Sebelum ke kantor, Lapointe biasanya berolahraga setiap pagi di wahana olahraga. Sepulang kantor, sesekali ia berkumpul dengan teman-temannya di kafe, bar, atau restoran. Tetapi gara-gara Covid-19, ia tidak punya pilihan lain selain di rumah seharian. ”Rasanya malah seperti kehilangan semangat,” ujarnya.
Psikolog di Queen Elizabeth Health Complex, Inggris, Pierre Faubert, membenarkan menjaga jarak sosial itu tidak mudah karena manusia pada dasarnya mahluk sosial yang sejak lahir manusia secara genetik membutuhkan interaksi dengan orang lain. ”Berbagai cara komunikasi lewat gadget seperti aplikasi chat-chat tidak bisa menggantikan karena otak tidak bekerja seperti gadget,” ujarnya.
Meski berat, Lapointe mengakui mengisolasi diri untuk saat ini penting demi kesehatan diri dan orang lain. Untuk menjaga kewarasan, ia mulai kursus bahasa Spanyol online supaya tetap sibuk. ”Harus selalu menyibukkan diri dengan melakukan apa saja. Kalau tidak, saya bisa gila,” ujarnya.
Komunikasi
Media The Atlantic, 13 Maret lalu, menyebutkan tren bekerja di rumah atau di luar kantor (remote working) sudah lama muncul, jauh sebelum terjadi pandemi Covid-19. Selama 15 tahun terakhir, jumlah orang yang bekerja dari rumah bertambah tiga kali lipat.
Dalam artikel ”Does Working from Home Work” tahun 2016 disebutkan satu tim ahli ekonomi meneliti 16.000 karyawan perusahaan agen perjalanan Ctrip di China yang diminta bekerja di rumah. Hasilnya, karyawan senang dan pemilik perusahaan juga senang karena pengeluaran operasional jadi lebih hemat. Namun ketika hendak dijadikan kebijakan permanen, tidak ada yang mau. Alasannya, khawatir akan kesepian.

----------------------------------------

### [TUGAS A]
Menurut kutipan teks, kursus apa yang mulai diikuti Lapointe secara online agar tetap sibuk?
### [TUGAS B]
Ringkaslah kutipan teks dalam dua kalimat.
Materi berikut tidak diperlukan sama sekali.

[Entri Tersimpan]
----------------------------------------

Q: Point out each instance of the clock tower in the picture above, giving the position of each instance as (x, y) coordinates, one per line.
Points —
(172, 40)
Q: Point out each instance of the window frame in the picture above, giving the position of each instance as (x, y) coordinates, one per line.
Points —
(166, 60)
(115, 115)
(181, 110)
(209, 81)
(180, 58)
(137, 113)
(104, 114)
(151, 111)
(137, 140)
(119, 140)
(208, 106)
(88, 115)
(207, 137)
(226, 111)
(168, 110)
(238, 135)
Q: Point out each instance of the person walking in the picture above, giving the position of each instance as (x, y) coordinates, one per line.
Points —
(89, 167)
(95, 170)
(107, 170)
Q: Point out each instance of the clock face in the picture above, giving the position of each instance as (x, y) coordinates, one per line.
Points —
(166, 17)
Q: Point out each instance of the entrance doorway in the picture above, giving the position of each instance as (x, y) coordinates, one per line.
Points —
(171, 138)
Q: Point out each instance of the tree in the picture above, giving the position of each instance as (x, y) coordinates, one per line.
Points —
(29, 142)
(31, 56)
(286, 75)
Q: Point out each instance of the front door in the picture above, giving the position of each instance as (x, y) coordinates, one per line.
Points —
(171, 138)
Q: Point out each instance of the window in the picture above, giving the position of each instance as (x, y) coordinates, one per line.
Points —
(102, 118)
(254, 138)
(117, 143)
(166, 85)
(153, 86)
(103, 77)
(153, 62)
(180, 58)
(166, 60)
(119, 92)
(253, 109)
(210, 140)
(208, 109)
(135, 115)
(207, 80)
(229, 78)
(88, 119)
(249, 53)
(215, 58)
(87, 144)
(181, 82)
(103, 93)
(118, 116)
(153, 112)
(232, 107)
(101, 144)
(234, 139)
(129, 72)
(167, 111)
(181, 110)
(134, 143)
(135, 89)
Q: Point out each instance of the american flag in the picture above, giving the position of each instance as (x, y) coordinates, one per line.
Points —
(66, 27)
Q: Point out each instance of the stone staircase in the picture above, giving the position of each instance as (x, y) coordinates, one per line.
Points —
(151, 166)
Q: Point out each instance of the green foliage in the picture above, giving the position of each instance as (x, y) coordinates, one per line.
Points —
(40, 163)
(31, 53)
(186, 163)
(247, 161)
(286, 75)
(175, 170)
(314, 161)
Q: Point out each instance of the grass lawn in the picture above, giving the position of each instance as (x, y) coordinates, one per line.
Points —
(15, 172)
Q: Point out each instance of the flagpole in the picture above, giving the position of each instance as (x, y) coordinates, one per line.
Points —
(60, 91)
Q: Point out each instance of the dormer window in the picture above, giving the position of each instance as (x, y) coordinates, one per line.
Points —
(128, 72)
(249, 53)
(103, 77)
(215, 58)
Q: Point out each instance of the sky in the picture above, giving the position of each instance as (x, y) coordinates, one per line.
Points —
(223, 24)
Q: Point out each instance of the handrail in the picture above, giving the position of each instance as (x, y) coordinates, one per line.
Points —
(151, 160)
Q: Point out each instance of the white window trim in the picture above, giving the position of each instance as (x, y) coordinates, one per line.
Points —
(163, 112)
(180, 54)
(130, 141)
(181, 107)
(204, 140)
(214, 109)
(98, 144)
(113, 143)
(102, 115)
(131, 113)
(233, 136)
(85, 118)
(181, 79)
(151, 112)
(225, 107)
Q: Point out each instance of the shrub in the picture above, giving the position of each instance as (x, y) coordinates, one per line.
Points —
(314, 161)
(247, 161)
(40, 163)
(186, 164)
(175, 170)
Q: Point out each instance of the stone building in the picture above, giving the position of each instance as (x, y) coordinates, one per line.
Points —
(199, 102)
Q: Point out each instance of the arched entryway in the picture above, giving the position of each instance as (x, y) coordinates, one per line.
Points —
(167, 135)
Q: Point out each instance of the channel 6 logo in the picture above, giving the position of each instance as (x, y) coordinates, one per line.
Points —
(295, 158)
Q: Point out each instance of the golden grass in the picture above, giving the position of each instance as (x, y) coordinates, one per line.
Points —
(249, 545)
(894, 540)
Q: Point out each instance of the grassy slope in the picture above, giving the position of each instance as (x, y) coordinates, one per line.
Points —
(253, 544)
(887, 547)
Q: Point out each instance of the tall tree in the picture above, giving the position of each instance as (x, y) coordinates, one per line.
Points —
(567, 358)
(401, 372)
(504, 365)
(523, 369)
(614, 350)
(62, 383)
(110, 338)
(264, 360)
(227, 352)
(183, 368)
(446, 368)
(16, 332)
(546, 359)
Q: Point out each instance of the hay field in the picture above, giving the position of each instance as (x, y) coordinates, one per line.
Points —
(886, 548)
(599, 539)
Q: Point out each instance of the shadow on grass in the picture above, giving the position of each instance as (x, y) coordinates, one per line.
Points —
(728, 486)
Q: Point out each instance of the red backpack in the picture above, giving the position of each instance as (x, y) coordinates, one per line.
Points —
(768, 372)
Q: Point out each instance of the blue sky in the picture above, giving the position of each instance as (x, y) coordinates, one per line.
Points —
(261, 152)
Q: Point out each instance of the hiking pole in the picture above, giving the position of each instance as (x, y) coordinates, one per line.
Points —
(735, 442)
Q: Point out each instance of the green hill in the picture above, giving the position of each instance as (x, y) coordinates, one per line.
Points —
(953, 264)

----------------------------------------

### [JAWABAN YANG DIHARAPKAN A]
Kursus bahasa Spanyol.

### [JAWABAN YANG DIHARAPKAN B]
Lapointe terpaksa berada di rumah seharian karena Covid-19, tetapi ia mengakui isolasi diri penting dan menjaga kewarasan dengan kursus bahasa Spanyol online, sementara psikolog Pierre Faubert menyatakan menjaga jarak sosial tidak mudah karena manusia secara genetik membutuhkan interaksi dengan orang lain. Tren bekerja dari rumah sudah muncul jauh sebelum pandemi, dan penelitian terhadap 16.000 karyawan Ctrip menunjukkan karyawan dan pemilik perusahaan sama-sama senang, tetapi tidak ada yang mau menjadikannya kebijakan permanen karena khawatir akan kesepian.